TASK PROMPT –
Would you please output all the records exactly as given? Pictures should not appear in the copy.

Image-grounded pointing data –
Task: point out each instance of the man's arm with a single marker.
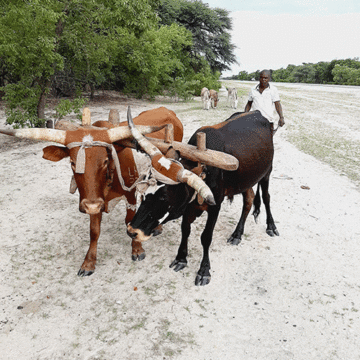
(278, 108)
(248, 106)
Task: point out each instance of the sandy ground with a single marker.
(296, 296)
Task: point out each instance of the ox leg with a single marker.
(271, 228)
(203, 276)
(88, 266)
(189, 217)
(137, 251)
(248, 198)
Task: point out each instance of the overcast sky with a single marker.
(273, 34)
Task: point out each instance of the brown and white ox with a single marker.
(205, 98)
(214, 97)
(98, 157)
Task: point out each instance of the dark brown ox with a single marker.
(249, 138)
(95, 170)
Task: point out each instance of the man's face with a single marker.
(264, 80)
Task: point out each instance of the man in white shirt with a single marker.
(265, 98)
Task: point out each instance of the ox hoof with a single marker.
(178, 265)
(83, 272)
(234, 240)
(202, 280)
(272, 233)
(138, 257)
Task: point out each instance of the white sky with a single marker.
(270, 34)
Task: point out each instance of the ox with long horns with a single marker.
(246, 137)
(103, 165)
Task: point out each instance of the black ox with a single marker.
(248, 137)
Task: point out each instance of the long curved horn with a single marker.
(170, 169)
(54, 135)
(148, 147)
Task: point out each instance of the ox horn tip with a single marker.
(129, 117)
(86, 118)
(210, 200)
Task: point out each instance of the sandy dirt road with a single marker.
(296, 296)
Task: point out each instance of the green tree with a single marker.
(39, 38)
(210, 31)
(154, 61)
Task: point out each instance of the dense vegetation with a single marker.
(342, 72)
(142, 47)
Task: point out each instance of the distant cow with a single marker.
(214, 98)
(232, 97)
(103, 166)
(205, 98)
(249, 138)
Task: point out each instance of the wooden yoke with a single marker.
(209, 157)
(201, 143)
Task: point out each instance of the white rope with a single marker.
(80, 160)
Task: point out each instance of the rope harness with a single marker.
(142, 183)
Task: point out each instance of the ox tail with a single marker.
(257, 203)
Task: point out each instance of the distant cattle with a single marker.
(205, 98)
(232, 97)
(249, 138)
(214, 98)
(103, 165)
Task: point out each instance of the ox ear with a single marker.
(55, 153)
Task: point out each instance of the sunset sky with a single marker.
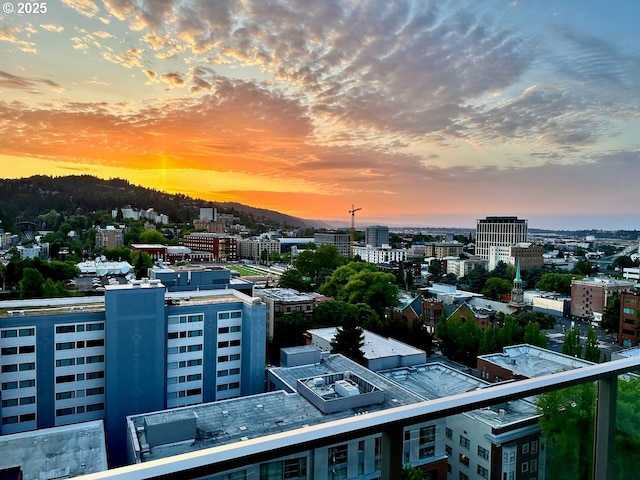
(430, 113)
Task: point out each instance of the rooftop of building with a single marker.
(285, 295)
(238, 419)
(435, 380)
(374, 346)
(530, 361)
(58, 452)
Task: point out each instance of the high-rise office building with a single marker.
(377, 235)
(499, 232)
(137, 349)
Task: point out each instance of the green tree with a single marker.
(571, 345)
(611, 315)
(360, 282)
(591, 348)
(142, 262)
(31, 284)
(152, 236)
(495, 287)
(567, 419)
(533, 335)
(292, 278)
(556, 282)
(349, 341)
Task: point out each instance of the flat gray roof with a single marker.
(229, 421)
(531, 362)
(435, 380)
(58, 452)
(374, 346)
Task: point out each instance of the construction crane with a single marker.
(353, 225)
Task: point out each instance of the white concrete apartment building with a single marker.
(384, 254)
(499, 232)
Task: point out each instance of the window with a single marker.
(65, 378)
(95, 407)
(483, 452)
(27, 366)
(61, 412)
(483, 472)
(427, 434)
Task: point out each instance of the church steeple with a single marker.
(517, 294)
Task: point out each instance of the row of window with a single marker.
(18, 350)
(228, 358)
(19, 384)
(20, 332)
(173, 320)
(190, 333)
(26, 417)
(184, 378)
(192, 392)
(80, 393)
(231, 329)
(79, 377)
(184, 364)
(68, 362)
(89, 327)
(184, 349)
(94, 407)
(228, 386)
(98, 342)
(14, 402)
(229, 343)
(18, 367)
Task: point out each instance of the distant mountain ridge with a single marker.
(26, 198)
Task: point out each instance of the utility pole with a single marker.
(353, 225)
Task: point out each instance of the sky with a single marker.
(422, 113)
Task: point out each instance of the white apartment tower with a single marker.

YOUR RESPONSE –
Task: point out each instance of the man's arm with a single marker.
(278, 108)
(248, 106)
Task: point out each instance of the sandy ground with a single marker.
(296, 296)
Task: point out each instance of the ox leg with a single marker.
(271, 228)
(203, 276)
(88, 266)
(189, 217)
(137, 251)
(248, 198)
Task: point out each instance of the overcast sky with a single marker.
(273, 34)
Task: point out each instance of the brown and white ox with a single marker.
(205, 98)
(214, 97)
(98, 157)
Task: point out each instance of the dark brown ox with a single marker.
(249, 138)
(95, 170)
Task: point out each instance of the man's face with a single marker.
(264, 80)
Task: point out each instance of the man in white shirt with a single marker.
(265, 98)
Task: point out each instance of the ox hoof with a single marker.
(178, 265)
(83, 272)
(234, 240)
(202, 280)
(272, 233)
(138, 257)
Task: point out each instance of the white sky with a single marker.
(270, 34)
Task: point out each instance of the ox with long horns with a single marker.
(246, 137)
(103, 165)
Task: point out each instance of the black ox with a single marker.
(248, 137)
Task: point out each instance of the long curved horn with a single marker.
(170, 169)
(54, 135)
(148, 147)
Task: point out each instance of the ox horn tip with a single marker.
(129, 117)
(86, 118)
(210, 200)
Task: point out each instance of the sandy dirt road with a single marker.
(296, 296)
Task: point out each instance of the green tree with a single marker.
(39, 38)
(210, 31)
(154, 61)
Task: point out each instance of the dense vegetation with a single marker.
(342, 72)
(142, 47)
Task: point out each instance of the distant cow with a single marker.
(214, 98)
(232, 97)
(103, 166)
(205, 98)
(249, 138)
Task: point out each instance of the wooden yoke with a single marker.
(209, 157)
(201, 143)
Task: point out each instance of the white rope with a single marker.
(80, 160)
Task: point out each instance of the rope harness with a single marker.
(142, 183)
Task: point out each instance of the ox tail with a single marker.
(257, 203)
Task: point out each instance of the distant cattle with a single marker.
(205, 98)
(232, 97)
(249, 138)
(214, 98)
(103, 165)
Task: point out each instance of the ox ear with a single marker.
(55, 153)
Task: point out each instance of the sunset sky with a single marker.
(430, 113)
Task: point out each instance of the rooftop of building with a single marker.
(285, 295)
(238, 419)
(435, 380)
(374, 346)
(530, 361)
(58, 452)
Task: point out each instance of the high-rise office building with a single marker.
(377, 235)
(499, 232)
(137, 349)
Task: point out each instance of the green tree with a single marker.
(571, 345)
(611, 315)
(360, 282)
(591, 348)
(142, 262)
(31, 284)
(152, 236)
(495, 287)
(567, 419)
(533, 335)
(292, 278)
(556, 282)
(349, 341)
Task: point out each instance of the flat gray roof with a single marker.
(229, 421)
(531, 362)
(435, 380)
(58, 452)
(374, 346)
Task: point out each instance of the construction crane with a single marker.
(353, 225)
Task: point out each instance of the white concrete apartment building with a single marker.
(384, 254)
(499, 232)
Task: point out each instance of the window with a single marker.
(65, 378)
(95, 407)
(483, 452)
(27, 366)
(61, 412)
(483, 472)
(427, 434)
Task: point out each instance of the church steeple with a single marker.
(517, 294)
Task: point out each instance of the row of window with a single marker.
(18, 350)
(228, 358)
(19, 384)
(20, 332)
(173, 320)
(190, 333)
(26, 417)
(184, 378)
(192, 392)
(80, 393)
(231, 329)
(79, 377)
(184, 364)
(68, 362)
(89, 327)
(184, 349)
(94, 407)
(228, 386)
(98, 342)
(14, 402)
(229, 343)
(18, 367)
Task: point out each instance of the distant mountain ridge with a single marker.
(26, 198)
Task: point out each instance of the utility pole with a single marker.
(353, 225)
Task: point out each instance of the sky with a single marker.
(422, 113)
Task: point out each instance of the white apartment tower with a single marker.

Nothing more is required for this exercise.